--- RECORDS PROVIDED Enclosed Below ---

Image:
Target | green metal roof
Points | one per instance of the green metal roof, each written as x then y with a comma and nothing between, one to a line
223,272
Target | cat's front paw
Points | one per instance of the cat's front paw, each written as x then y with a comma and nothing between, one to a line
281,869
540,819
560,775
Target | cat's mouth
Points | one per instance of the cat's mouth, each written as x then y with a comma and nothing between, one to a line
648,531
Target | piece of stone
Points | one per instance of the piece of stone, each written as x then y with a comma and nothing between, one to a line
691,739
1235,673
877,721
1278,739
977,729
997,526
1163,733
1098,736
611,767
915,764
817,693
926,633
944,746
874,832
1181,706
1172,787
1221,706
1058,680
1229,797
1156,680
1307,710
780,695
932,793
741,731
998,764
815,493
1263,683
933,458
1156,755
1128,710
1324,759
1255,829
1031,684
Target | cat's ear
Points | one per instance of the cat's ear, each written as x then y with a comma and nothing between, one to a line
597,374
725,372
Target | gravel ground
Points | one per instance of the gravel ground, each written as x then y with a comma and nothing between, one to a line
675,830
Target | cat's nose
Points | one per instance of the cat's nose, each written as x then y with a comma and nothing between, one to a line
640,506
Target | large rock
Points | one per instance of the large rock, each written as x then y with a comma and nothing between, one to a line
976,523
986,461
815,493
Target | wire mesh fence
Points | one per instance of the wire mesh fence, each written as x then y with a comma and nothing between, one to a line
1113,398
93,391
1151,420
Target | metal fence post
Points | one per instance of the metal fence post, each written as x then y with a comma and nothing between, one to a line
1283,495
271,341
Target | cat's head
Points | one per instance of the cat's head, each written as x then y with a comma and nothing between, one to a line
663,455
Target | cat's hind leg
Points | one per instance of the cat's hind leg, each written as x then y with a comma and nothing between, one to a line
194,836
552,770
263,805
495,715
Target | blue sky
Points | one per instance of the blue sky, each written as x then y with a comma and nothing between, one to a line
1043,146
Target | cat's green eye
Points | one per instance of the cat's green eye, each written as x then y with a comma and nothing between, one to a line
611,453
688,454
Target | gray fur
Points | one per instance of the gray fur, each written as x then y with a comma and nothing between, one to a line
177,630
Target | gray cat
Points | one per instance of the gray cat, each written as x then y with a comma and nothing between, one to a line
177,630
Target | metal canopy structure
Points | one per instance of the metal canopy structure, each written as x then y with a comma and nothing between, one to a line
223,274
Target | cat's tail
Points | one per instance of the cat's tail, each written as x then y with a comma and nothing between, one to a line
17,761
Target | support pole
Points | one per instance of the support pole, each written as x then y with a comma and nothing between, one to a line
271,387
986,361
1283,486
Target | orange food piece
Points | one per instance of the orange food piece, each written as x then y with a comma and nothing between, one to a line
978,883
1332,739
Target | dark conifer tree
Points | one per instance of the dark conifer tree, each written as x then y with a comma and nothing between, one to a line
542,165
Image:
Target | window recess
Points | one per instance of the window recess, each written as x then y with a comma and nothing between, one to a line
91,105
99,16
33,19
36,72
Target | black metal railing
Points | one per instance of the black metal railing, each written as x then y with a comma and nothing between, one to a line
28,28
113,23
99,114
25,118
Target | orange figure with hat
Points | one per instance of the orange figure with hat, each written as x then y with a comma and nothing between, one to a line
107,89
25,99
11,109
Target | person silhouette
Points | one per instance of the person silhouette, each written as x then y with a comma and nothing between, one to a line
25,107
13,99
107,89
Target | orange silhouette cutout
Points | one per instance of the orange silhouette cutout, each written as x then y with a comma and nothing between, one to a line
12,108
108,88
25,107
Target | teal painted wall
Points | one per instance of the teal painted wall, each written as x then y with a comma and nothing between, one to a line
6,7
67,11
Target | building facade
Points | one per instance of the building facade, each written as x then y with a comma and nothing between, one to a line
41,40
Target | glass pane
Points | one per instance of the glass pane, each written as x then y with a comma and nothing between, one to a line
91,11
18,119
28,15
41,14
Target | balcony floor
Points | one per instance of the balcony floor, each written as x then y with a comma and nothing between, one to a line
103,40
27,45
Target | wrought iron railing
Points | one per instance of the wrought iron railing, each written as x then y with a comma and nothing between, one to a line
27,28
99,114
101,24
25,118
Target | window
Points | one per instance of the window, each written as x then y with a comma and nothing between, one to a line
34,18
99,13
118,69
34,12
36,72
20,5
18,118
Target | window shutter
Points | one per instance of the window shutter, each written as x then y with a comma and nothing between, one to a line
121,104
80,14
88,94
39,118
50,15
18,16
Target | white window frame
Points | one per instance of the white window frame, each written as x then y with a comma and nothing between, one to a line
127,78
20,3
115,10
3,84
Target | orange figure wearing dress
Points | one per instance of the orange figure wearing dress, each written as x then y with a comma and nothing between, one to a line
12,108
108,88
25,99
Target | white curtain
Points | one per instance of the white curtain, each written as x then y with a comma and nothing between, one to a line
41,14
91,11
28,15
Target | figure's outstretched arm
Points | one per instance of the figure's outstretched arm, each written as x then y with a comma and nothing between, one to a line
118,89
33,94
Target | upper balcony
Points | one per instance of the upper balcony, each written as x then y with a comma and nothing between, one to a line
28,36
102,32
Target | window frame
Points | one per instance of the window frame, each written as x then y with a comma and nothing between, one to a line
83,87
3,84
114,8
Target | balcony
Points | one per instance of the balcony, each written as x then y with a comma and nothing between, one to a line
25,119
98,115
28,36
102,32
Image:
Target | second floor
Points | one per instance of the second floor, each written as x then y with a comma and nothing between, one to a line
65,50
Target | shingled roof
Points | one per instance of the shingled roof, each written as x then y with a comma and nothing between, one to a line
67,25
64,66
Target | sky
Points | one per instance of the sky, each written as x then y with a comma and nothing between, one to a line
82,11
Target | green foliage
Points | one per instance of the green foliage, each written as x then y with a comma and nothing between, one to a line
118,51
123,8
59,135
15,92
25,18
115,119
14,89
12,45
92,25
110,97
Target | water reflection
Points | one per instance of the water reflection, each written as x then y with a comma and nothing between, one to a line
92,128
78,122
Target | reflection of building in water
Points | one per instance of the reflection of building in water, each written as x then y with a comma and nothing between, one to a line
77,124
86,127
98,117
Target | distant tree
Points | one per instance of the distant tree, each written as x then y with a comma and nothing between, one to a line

--- End of Enclosed RECORDS PROVIDED ---

- [PROMPT] An exact copy of the data is needed, running from its first line through the line that holds "Target | piece of stone", and nothing beyond that.

- [TASK RESULT]
Image:
Target | green metal roof
Points | one per instance of the green metal roof, each written as x then y with a comma and nothing between, one to a line
223,272
Target | cat's front paw
Points | one per instance of the cat's front paw, each written as x then y with a comma and nothing between, one to a line
281,869
540,819
560,775
Target | cat's mouth
Points | one per instance of the cat's mouth, each written as x then y with a comma and nothing between, one to a line
648,531
Target | piece of stone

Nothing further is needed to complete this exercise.